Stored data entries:
# # #
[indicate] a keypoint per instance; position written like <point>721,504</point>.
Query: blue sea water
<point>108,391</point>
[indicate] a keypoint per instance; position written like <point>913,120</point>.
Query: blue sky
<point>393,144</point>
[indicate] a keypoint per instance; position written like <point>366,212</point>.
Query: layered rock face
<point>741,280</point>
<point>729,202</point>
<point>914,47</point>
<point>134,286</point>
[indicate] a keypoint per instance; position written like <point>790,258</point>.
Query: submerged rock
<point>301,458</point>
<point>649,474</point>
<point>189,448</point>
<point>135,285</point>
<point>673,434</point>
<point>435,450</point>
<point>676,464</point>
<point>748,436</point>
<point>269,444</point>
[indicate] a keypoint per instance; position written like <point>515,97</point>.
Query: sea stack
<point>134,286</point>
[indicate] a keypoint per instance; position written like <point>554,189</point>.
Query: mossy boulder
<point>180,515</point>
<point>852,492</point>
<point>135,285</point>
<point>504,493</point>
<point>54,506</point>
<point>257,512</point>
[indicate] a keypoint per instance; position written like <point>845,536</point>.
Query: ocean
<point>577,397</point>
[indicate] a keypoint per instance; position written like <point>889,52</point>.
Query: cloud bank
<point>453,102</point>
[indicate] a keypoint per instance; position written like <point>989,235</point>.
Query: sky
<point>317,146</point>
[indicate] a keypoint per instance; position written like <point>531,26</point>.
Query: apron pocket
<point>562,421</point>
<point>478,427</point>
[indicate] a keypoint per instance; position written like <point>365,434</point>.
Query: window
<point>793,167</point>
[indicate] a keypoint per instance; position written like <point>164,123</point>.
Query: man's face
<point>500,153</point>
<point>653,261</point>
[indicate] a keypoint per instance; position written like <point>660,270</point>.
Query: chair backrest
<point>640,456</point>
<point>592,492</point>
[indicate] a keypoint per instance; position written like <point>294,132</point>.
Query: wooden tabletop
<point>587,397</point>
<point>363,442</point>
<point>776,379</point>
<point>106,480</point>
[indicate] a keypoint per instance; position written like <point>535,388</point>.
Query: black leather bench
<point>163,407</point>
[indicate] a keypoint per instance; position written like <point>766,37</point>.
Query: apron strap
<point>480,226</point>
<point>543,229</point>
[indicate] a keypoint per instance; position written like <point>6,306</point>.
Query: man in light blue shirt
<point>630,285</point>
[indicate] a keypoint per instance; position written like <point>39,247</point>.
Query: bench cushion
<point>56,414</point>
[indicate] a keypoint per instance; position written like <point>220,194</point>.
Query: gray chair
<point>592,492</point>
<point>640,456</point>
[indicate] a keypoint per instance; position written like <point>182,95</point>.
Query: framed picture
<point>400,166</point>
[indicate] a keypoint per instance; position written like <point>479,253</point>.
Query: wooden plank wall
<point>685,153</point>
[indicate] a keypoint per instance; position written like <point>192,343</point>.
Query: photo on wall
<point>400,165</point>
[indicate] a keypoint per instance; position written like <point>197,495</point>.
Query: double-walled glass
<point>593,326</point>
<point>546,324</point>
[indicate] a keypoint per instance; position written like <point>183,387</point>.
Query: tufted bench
# # #
Could you retype every record above exactly as given?

## Exercise response
[indicate] a keypoint per instance; position written like <point>721,504</point>.
Query: blue sea water
<point>108,391</point>
[indicate] a keypoint per instance; position written like <point>913,120</point>.
Query: blue sky
<point>393,144</point>
[indicate] a keypoint per instance; position written like <point>366,212</point>.
Query: layered rock face
<point>741,280</point>
<point>729,202</point>
<point>914,47</point>
<point>134,286</point>
[indicate] a keypoint per instance; position written like <point>790,258</point>.
Query: submerged rock
<point>301,458</point>
<point>649,474</point>
<point>189,448</point>
<point>135,285</point>
<point>673,434</point>
<point>435,450</point>
<point>676,464</point>
<point>748,436</point>
<point>269,444</point>
[indicate] a keypoint per instance; position written like <point>515,97</point>.
Query: sea stack
<point>134,286</point>
[indicate] a keypoint per instance; position written like <point>554,189</point>.
Query: mossy boulder
<point>180,515</point>
<point>852,492</point>
<point>135,285</point>
<point>504,493</point>
<point>54,506</point>
<point>257,512</point>
[indicate] a keypoint per instance; position written like <point>845,536</point>.
Query: ocean
<point>577,397</point>
[indicate] a keypoint per instance; position written like <point>889,52</point>.
Query: cloud bank
<point>453,102</point>
[indicate] a keypoint per instance; position written like <point>989,235</point>.
Query: sky
<point>317,146</point>
[indicate] a keypoint per instance; position written like <point>531,26</point>.
Query: apron pocket
<point>562,421</point>
<point>478,427</point>
[indicate] a keypoint per instance; position written like <point>365,434</point>.
Query: window
<point>793,167</point>
[indicate] a keypoint per instance; position written like <point>164,123</point>.
Query: man's face
<point>500,153</point>
<point>653,261</point>
[indicate] a keypoint per instance; position written like <point>660,270</point>.
Query: chair backrest
<point>640,456</point>
<point>592,492</point>
[indicate] a keypoint per instance; position written like <point>294,132</point>.
Query: wooden tabletop
<point>587,397</point>
<point>363,442</point>
<point>776,379</point>
<point>106,480</point>
[indicate] a keypoint per instance; position written like <point>535,388</point>.
Query: black leather bench
<point>163,407</point>
[indicate] a keypoint per instance; position written like <point>766,37</point>.
Query: apron strap
<point>480,226</point>
<point>543,229</point>
[indicate] a keypoint per instance; position written like <point>6,306</point>.
Query: man in light blue shirt
<point>630,285</point>
[indicate] a keypoint per instance; position written like <point>39,247</point>.
Query: bench cushion
<point>56,414</point>
[indicate] a keypoint per instance; position written like <point>220,194</point>.
Query: gray chair
<point>592,492</point>
<point>640,456</point>
[indicate] a keypoint per instance; position written like <point>182,95</point>.
Query: framed picture
<point>400,166</point>
[indicate] a keypoint per instance; position written like <point>479,253</point>.
Query: wooden plank wall
<point>685,153</point>
[indicate] a keypoint per instance; position written like <point>192,343</point>.
Query: photo on wall
<point>400,165</point>
[indicate] a keypoint per instance; position written like <point>197,495</point>.
Query: double-walled glass
<point>593,326</point>
<point>546,324</point>
[indicate] a keypoint per instance; position written like <point>183,387</point>.
Query: tufted bench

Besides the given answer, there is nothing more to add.